### Source text

Now we can find out where Greg Lindberg has donated his money. The first CTE picks out the payer records for Greg Lindberg and the second finds his total donations to each committee. Finally, we join the total donations results with the committees table to get the committee names (and pick out the top 10).
WITH
greg_lindberg AS (
SELECT
payer_id,
org_name,
profession,
employers_name,
address_lookup
FROM receipts_payer
WHERE (
UPPER(org_name) LIKE 'GREG%LINDBERG%'
)
),
greg_lindberg_donations AS (
SELECT sboe_id, SUM(amount) AS total
FROM receipts
INNER JOIN greg_lindberg USING (payer_id)
GROUP BY sboe_id
)
SELECT
greg_lindberg_donations.sboe_id,
committees.committee_name,
greg_lindberg_donations.total
FROM greg_lindberg_donations
LEFT JOIN committees USING (sboe_id)
ORDER BY total DESC
LIMIT 10| SBOE ID | Committee Name | Total Donations |
|---|---|---|
| STA-C4184N-C-001 | NC Republican Party | $1,490,000 |
| STA-P0J4M6-C-001 | NC REP COUNCIL OF STATE COMMITTEE-DONT USE | $1,416,000 |
| STA-25CP77-C-001 | TRUTH AND PROSPERITY INC | $1,000,000 |
| STA-C3839N-C-001 | North Carolina Democratic Party - State | $500,000 |
| STA-90G81R-C-001 | NORTH CAROLINA OPPORTUNITY COMMITTEE | $450,000 |
| STA-C4207N-C-001 | CHATHAM COUNTY REC | $100,000 |
| STA-N4PW5W-C-001 | The Goodwin Committee | $9,970 |
| 133-3309X1-C-001 | FARAD ALI FOR MAYOR | $5,200 |
| STA-C0808N-C-002 | BRENT JACKSON FOR NC SENATE | $5,200 |
| STA-C1649N-C-001 | DAVID LEWIS FOR NC HOUSE | $5,200 |
And now, also because I’m curious, here is a plot showing Lindberg’s donations over time. Things went south for Lindberg early in 2019, so it’s unsurprising that his donations have dropped off after 2018.

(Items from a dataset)

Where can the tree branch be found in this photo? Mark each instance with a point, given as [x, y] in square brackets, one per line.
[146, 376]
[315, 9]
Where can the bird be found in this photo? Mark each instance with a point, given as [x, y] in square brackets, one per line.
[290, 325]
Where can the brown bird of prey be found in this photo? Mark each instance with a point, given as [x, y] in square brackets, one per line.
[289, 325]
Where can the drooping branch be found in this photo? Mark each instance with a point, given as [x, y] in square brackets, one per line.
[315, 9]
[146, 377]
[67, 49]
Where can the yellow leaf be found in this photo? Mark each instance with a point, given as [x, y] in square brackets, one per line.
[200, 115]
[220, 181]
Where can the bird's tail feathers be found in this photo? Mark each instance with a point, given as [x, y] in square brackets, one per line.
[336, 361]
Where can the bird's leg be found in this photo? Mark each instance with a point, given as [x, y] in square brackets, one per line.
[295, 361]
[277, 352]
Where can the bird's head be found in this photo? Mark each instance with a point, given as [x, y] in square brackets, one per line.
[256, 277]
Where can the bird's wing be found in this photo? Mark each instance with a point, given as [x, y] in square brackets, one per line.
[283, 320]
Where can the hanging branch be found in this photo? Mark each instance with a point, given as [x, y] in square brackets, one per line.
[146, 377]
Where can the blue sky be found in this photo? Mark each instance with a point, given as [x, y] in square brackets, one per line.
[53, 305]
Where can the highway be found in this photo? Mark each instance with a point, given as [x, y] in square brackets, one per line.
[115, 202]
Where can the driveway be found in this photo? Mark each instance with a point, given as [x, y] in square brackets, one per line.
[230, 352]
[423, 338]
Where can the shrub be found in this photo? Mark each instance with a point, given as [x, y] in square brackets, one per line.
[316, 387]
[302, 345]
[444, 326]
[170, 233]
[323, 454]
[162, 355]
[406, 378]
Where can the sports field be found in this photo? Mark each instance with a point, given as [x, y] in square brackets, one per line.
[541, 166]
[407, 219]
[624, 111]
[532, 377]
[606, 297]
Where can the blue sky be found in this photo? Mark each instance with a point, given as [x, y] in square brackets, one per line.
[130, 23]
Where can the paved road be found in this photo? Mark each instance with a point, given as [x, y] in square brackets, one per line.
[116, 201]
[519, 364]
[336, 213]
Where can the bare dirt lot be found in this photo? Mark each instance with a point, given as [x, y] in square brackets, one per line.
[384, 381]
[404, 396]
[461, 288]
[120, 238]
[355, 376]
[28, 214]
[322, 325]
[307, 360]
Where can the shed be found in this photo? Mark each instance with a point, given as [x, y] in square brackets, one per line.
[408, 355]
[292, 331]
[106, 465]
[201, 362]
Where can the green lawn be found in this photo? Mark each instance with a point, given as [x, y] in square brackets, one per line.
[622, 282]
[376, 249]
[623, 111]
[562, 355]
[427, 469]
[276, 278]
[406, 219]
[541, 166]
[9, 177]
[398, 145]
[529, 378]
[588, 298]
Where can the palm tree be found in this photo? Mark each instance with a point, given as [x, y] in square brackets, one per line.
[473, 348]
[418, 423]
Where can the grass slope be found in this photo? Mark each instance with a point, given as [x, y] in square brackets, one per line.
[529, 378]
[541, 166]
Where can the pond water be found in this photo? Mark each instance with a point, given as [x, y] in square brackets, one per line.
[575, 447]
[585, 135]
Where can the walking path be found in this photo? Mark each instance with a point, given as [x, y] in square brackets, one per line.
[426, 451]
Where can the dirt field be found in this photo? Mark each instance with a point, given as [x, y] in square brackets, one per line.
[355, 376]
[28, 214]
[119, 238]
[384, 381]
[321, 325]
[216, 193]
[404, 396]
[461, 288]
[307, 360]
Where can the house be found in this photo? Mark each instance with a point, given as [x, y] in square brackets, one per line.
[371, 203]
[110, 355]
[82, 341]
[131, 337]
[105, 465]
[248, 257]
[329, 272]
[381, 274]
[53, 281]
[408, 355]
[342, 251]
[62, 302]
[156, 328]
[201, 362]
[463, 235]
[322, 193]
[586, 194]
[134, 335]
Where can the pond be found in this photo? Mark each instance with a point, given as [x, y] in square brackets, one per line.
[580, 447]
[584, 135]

### Exercise 1
List every column that the first CTE in the campaign-donation text selects from receipts_payer.
### Exercise 2
Reproduce everything in the records from the line containing "Where can the house" down to the last line of the records, including both ends.
The campaign-donation text has no connection to the records.

### Complete output 1
payer_id
org_name
profession
employers_name
address_lookup

### Complete output 2
Where can the house be found in this photo? Mark each instance with a point, given as [x, y] in square brackets, one per line.
[371, 203]
[110, 355]
[82, 341]
[131, 337]
[105, 465]
[248, 257]
[329, 272]
[381, 274]
[53, 281]
[408, 355]
[342, 251]
[62, 302]
[156, 328]
[201, 362]
[463, 235]
[322, 193]
[586, 194]
[134, 335]
Where can the pond be found in this photo? Mark each instance with a point, given as [x, y] in square brackets, one per line.
[580, 447]
[584, 135]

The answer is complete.